Your tasks =>
a – Retype the passage of the wind farm article from "The so-called Tiligulska" to "radar in Chornobyl." word for word.
b – Write what comes next in the article on the DTEK and Vestas wind farm, continuing past its final sentence.

Excerpt provided =>
------

Ukraine’s energy giant DTEK and Danish company Vestas, the world’s leading wind turbine producer, will build a wind farm in the Tylihul estuary in Mykolaiv Oblast, 460 kilometers south of Kyiv.
The so-called Tiligulska wind power plant will start operating in 2022 with an initial capacity of 126 megawatts, DTEK Renewables, the conglomerate’s green energy business, reported on March 1.
Vestas will supply 21 wind turbines for the project.
DTEK, which belongs to Ukraine’s richest oligarch Rinat Akhmetov, will use its 325 million euros in proceeds from the sale of its green bonds issued in 2019.
Upon completion, the 180-meter turbines will become the tallest structures built after the country’s independence, even taller than the famous Duga radar in Chornobyl.
Green tariff cuts and the government’s $1-billion debt to producers of green energy have deterred many investors in Ukraine’s renewables in 2020 but not DTEK — it continues to invest heavily in green power, aiming to become carbon neutral by 2040.

------

The data =>
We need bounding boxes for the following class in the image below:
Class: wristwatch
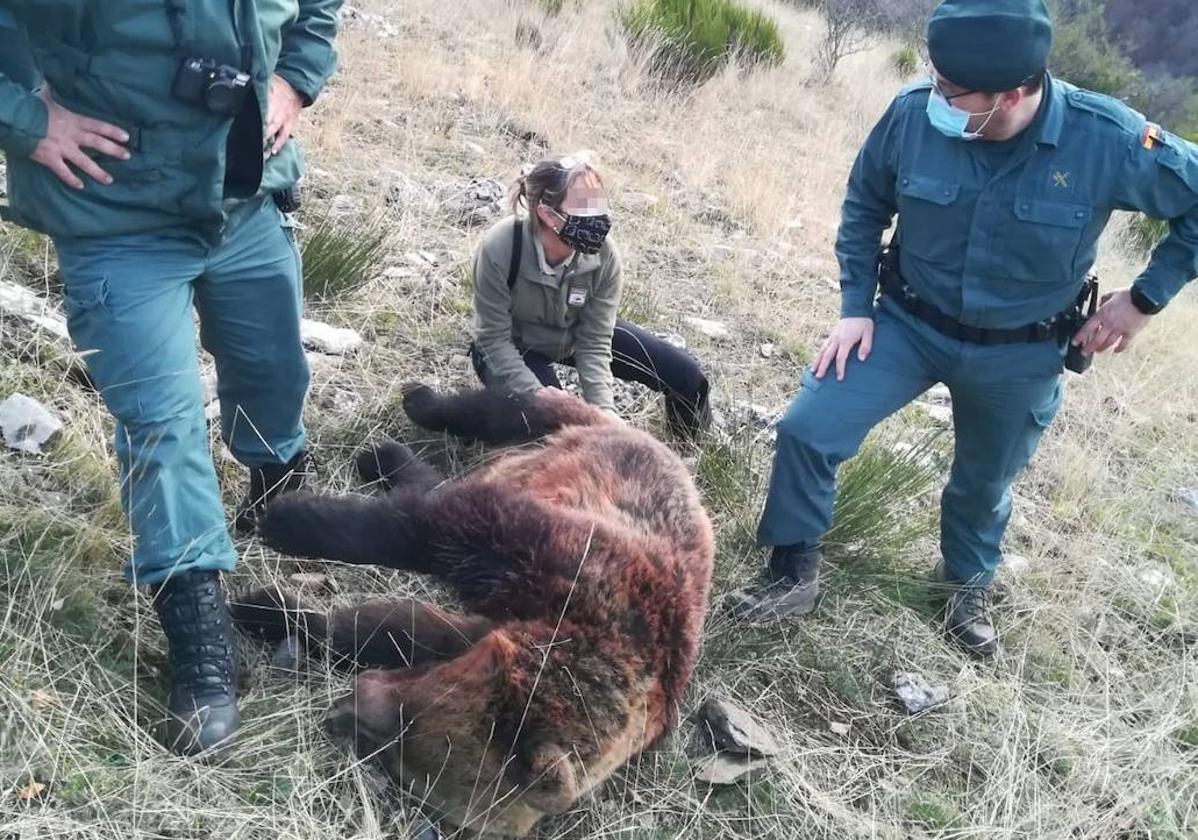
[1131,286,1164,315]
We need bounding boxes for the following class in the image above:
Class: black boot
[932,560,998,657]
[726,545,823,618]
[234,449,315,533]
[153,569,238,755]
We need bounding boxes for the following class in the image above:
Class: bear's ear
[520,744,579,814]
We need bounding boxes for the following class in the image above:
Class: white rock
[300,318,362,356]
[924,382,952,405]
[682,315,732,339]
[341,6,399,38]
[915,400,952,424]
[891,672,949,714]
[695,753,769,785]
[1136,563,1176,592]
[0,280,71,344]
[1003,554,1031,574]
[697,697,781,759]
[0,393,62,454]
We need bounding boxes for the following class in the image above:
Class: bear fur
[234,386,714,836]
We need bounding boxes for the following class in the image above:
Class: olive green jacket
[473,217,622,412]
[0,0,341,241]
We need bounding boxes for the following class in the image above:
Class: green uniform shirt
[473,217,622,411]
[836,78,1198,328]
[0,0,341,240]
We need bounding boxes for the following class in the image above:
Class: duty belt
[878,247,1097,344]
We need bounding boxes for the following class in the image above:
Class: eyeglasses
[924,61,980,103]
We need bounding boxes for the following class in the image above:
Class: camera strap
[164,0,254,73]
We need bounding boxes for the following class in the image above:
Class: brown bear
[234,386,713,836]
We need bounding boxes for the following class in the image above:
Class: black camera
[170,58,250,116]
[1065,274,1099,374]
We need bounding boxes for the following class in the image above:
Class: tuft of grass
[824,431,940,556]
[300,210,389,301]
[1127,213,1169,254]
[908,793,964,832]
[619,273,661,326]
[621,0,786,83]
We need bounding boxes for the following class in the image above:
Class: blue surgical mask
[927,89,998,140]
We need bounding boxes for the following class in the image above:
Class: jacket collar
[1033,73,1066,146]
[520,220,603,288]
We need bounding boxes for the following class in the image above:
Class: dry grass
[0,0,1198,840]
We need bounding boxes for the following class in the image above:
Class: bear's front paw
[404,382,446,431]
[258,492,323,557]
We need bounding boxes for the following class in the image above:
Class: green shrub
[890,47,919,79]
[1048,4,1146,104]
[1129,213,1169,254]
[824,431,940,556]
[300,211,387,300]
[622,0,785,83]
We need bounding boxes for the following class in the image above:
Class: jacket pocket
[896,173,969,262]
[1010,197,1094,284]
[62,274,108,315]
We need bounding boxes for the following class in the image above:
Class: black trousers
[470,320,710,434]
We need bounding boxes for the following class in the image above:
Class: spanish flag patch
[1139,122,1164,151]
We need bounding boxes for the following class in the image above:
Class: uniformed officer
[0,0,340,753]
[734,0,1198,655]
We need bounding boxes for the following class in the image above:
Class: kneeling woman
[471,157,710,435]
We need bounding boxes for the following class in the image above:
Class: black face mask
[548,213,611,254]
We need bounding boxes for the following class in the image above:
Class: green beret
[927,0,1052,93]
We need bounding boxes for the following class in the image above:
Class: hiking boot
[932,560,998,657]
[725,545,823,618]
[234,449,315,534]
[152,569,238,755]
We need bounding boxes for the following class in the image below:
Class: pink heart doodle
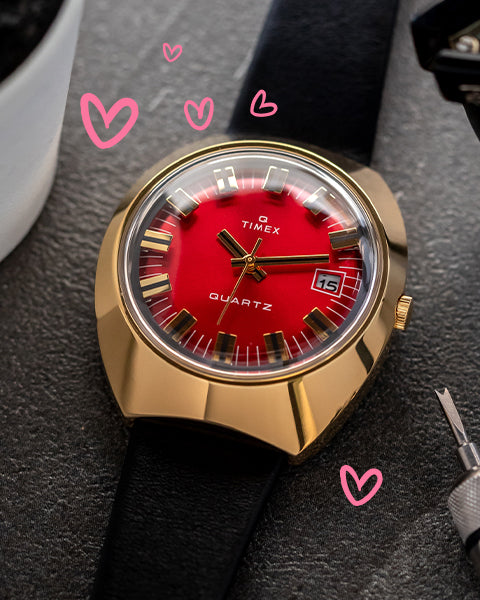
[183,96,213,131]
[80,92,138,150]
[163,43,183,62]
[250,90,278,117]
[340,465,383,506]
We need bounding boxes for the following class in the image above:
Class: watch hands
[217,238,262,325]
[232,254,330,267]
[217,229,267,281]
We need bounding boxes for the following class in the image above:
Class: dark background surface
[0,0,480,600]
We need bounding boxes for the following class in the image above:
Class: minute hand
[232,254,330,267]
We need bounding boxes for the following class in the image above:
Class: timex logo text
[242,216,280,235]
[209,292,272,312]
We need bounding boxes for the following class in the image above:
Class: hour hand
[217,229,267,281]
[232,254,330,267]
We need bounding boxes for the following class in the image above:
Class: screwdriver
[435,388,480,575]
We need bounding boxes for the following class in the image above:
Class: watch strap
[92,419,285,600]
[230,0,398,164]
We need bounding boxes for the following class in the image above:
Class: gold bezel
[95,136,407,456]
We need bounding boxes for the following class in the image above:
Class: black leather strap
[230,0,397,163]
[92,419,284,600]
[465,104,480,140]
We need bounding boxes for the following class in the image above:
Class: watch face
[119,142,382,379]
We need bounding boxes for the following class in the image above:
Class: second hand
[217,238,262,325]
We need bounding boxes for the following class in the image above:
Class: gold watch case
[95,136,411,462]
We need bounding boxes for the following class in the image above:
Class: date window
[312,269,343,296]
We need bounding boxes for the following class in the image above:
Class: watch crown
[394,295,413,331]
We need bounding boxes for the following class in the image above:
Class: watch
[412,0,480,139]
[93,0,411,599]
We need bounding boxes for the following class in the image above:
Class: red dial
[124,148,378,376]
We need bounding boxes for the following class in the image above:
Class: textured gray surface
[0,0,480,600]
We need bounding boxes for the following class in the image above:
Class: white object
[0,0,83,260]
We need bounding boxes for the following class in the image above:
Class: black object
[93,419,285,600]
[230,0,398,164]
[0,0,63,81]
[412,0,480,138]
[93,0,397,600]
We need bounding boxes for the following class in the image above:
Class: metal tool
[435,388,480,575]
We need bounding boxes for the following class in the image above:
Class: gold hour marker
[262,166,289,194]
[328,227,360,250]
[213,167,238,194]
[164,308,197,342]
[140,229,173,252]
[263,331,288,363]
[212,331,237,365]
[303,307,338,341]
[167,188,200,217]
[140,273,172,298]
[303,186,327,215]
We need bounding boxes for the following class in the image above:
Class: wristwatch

------

Responses by item number =>
a –
The so-called Tiligulska wind power plant will start operating in 2022 with an initial capacity of 126 megawatts, DTEK Renewables, the conglomerate’s green energy business, reported on March 1.
Vestas will supply 21 wind turbines for the project.
DTEK, which belongs to Ukraine’s richest oligarch Rinat Akhmetov, will use its 325 million euros in proceeds from the sale of its green bonds issued in 2019.
Upon completion, the 180-meter turbines will become the tallest structures built after the country’s independence, even taller than the famous Duga radar in Chornobyl.

b –
According to Maris Kunitskis, CEO of DTEK Renewables, the company expects a stable policy from the government regarding green energy.
“We expect that the crisis… will be resolved soon and the state policy regarding renewable energy will become understandable and predictable,” Kunitskis wrote in the company’s press release.
The Ukrainian government is obliged to buy all the green energy produced in the country at a fixed, euro-denominated rate. In 2020, during the coronavirus crisis, it could afford to fully pay only for about 50% of the green power.
The construction of a new wind power plant is a positive sign, renewable energy expert Yuri Kubrushko told the Kyiv Post on March 2. “At the same time, the government tries to respect its commitments, so it’s a work in progress,” he said, “but we are still far from the solution.”
Becoming carbon neutral would require a major transformation for DTEK, which controls the majority of coal-fired electricity production in Ukraine and employs tens of thousands of miners.
In 2020, coal and combined-cycle power plants generated about a third of Ukraine’s total energy, while renewable energy sources, including wind and solar power and excluding hydropower, secured 8.1% of the total electricity generated in Ukraine, according to the Energy Ministry.
Ukraine’s goal is to produce 25% of its energy from renewable sources by 2035.